→ **PROBLEM TO SOLVE**: Revise the whole listing below by replacing "pixel coordinates" with "image coordinates" wherever it occurs, leaving everything else unchanged.

[Collected data entries]

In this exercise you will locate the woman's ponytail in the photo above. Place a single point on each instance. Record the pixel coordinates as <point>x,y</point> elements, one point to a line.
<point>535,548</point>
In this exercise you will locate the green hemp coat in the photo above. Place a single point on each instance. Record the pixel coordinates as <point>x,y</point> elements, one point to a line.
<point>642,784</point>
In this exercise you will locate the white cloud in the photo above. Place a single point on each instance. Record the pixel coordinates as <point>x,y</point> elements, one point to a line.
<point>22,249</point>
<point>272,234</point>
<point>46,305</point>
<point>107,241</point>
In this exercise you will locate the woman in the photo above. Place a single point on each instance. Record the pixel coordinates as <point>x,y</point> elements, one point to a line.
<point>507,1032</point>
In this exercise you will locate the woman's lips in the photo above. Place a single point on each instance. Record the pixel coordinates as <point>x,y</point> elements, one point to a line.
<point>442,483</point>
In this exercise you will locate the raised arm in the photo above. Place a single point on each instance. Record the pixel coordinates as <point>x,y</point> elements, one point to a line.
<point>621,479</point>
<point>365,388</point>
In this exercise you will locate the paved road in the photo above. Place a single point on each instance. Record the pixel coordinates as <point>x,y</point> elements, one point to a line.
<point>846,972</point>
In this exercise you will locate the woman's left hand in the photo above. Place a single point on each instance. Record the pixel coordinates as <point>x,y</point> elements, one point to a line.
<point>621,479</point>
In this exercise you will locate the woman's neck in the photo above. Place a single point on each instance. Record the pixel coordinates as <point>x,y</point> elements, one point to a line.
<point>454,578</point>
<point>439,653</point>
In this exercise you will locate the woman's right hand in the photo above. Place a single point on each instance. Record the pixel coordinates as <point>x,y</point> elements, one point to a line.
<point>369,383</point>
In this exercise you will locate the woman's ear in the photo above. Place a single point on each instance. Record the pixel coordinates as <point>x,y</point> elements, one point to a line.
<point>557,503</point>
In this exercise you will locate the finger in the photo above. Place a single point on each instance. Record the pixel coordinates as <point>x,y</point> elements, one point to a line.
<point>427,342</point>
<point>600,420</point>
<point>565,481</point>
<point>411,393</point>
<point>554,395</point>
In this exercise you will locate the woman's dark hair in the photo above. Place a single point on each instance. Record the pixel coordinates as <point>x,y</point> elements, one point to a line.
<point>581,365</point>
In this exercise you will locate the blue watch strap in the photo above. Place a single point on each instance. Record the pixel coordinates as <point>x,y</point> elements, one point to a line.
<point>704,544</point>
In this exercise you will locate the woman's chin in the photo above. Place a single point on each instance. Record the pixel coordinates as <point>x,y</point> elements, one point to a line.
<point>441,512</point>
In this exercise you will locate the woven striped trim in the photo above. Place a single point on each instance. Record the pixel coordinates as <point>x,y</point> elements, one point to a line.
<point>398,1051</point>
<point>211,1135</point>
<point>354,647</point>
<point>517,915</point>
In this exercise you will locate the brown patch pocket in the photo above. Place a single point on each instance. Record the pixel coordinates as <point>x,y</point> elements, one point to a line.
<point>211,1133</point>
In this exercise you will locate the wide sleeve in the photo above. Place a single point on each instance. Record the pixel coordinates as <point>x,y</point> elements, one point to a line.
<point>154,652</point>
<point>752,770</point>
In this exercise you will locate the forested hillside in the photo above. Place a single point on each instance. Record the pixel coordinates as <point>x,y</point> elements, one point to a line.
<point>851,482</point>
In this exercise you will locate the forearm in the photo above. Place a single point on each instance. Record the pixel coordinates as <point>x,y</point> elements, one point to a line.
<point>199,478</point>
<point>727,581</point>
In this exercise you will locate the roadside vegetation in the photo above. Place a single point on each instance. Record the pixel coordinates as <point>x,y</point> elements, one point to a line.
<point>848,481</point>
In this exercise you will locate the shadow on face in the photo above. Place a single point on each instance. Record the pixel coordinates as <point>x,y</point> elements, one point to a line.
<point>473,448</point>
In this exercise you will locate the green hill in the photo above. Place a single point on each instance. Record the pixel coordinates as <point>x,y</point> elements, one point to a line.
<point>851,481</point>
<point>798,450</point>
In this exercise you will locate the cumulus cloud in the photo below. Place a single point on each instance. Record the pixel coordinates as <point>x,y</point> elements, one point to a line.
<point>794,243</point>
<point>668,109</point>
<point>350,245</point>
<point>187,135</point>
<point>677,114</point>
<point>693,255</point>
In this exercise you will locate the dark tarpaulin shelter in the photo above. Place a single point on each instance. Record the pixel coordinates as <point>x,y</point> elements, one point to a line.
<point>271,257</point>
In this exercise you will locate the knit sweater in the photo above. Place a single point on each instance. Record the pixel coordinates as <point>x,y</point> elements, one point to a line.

→ **ANSWER TO THIS PROBLEM**:
In this exercise you will locate the woman's ponytail in the photo above. Place a single point on each instance. Record the image coordinates as <point>x,y</point> elements, one point to a line.
<point>535,548</point>
In this exercise you will locate the green hemp coat in the photo above. Place a single point on each instance. Record the image coordinates as <point>x,y</point> elements, one point to a line.
<point>642,784</point>
In this exercise you will locate the white cloud in the photo above. Place a single point on each instance. Record the image coordinates as <point>x,y</point> elements, one point to a line.
<point>22,249</point>
<point>272,234</point>
<point>46,305</point>
<point>107,241</point>
In this exercise you will locate the woman in the photo above. Place a single point on each instance. Record the image coordinates as <point>x,y</point> elements, one point to a line.
<point>507,1032</point>
In this exercise you will locate the woman's lips in the photo above. Place a single point on each instance. Record the image coordinates as <point>x,y</point> elements, one point to a line.
<point>442,483</point>
In this exercise you will locate the raised arm in the photo above. Place a single point on each instance. Record the image coordinates as <point>x,y</point> elements, one point to a line.
<point>621,479</point>
<point>365,388</point>
In this exercise you will locate the paved road in the photo above. Place a single point on each instance. Record the image coordinates as <point>x,y</point> elements, one point to a line.
<point>846,972</point>
In this exercise you will locate the woman's left hand in the photo above. Place a single point on each instance. Record the image coordinates as <point>x,y</point> elements, one point to a line.
<point>621,479</point>
In this exercise you will locate the woman's neck in the photo above. Place a single point on each instance. Record the image coordinates as <point>x,y</point> elements, one point to a line.
<point>454,578</point>
<point>439,653</point>
In this exercise you will locate the woman's right hand in the photo above. Place a single point on each instance. Record the image coordinates as <point>x,y</point> elements, one point to a line.
<point>369,383</point>
In this exercise you will locate the woman's ear in the photo above. Place a single point on each instance. Record the image coordinates as <point>x,y</point> elements, one point to a line.
<point>557,503</point>
In this exercise you will locate the finger in the photo above. Place a single point on each instance. Record the image coordinates as <point>x,y</point> elements, one point to a line.
<point>427,342</point>
<point>600,420</point>
<point>565,481</point>
<point>411,393</point>
<point>554,395</point>
In this exercise you will locate the woman's dark hair in the photo above. Place a single point on each instance. Record the image coordinates as <point>x,y</point> elements, one point to a line.
<point>581,365</point>
In this exercise you will locate the blue watch strap in the photo above. Place a single point on each instance. Record the image coordinates as <point>x,y</point> elements, one point to a line.
<point>704,544</point>
In this exercise you will locate the woman's chin in the photo above. Place a single point on each instance. Record the image coordinates as <point>x,y</point> elements, one point to a line.
<point>441,512</point>
In this exercise you will locate the woven striped trim in the photo above. Place a single point on each instance. Record the image coordinates as <point>x,y</point> elements, one point to a line.
<point>398,1051</point>
<point>211,1135</point>
<point>354,647</point>
<point>517,915</point>
In this exercise you will locate the brown patch pocket in the photo above. Place a single point on each instance. Record the image coordinates as <point>x,y</point> elements, one point to a line.
<point>211,1133</point>
In this exercise you will locate the wide sleeve in the photo above. Place a single point on each instance. Record the image coordinates as <point>x,y</point> elements, one point to a line.
<point>154,652</point>
<point>752,770</point>
In this exercise you will locate the forested hillside in the photo above. Place a single point on each instance. Record the image coordinates as <point>x,y</point> elements, one point to a line.
<point>851,482</point>
In this exercise you will locate the forearm in the photo above. Place a single point on each instance. Record the image coordinates as <point>x,y</point> elements, one point to a line.
<point>199,478</point>
<point>727,581</point>
In this exercise you will locate the roadside vegetation in the photo above. Place a single point on each instance. Record the image coordinates as <point>x,y</point> elements, one point to a line.
<point>848,481</point>
In this exercise you will locate the shadow on face in the photo above. Place a single point on each instance. Record the image coordinates as <point>x,y</point> elements, one point to a line.
<point>473,448</point>
In this exercise you will locate the green hill in the photo above. Place a single point on each instance. Record the image coordinates as <point>x,y</point> elements, one point to a line.
<point>851,481</point>
<point>798,450</point>
In this exercise you will locate the cumulus cloud in the photo below. Place a single point on each instance. Record the image coordinates as <point>x,y</point> elements, one point to a line.
<point>794,243</point>
<point>668,109</point>
<point>350,245</point>
<point>187,135</point>
<point>677,114</point>
<point>693,255</point>
In this exercise you will locate the dark tarpaulin shelter in the photo above. Place a single point on each instance. Record the image coordinates as <point>x,y</point> elements, one point to a line.
<point>271,257</point>
In this exercise you will locate the knit sweater in the photo above. Place a single point on each instance. Record the image coordinates as <point>x,y</point> elements, one point to a line.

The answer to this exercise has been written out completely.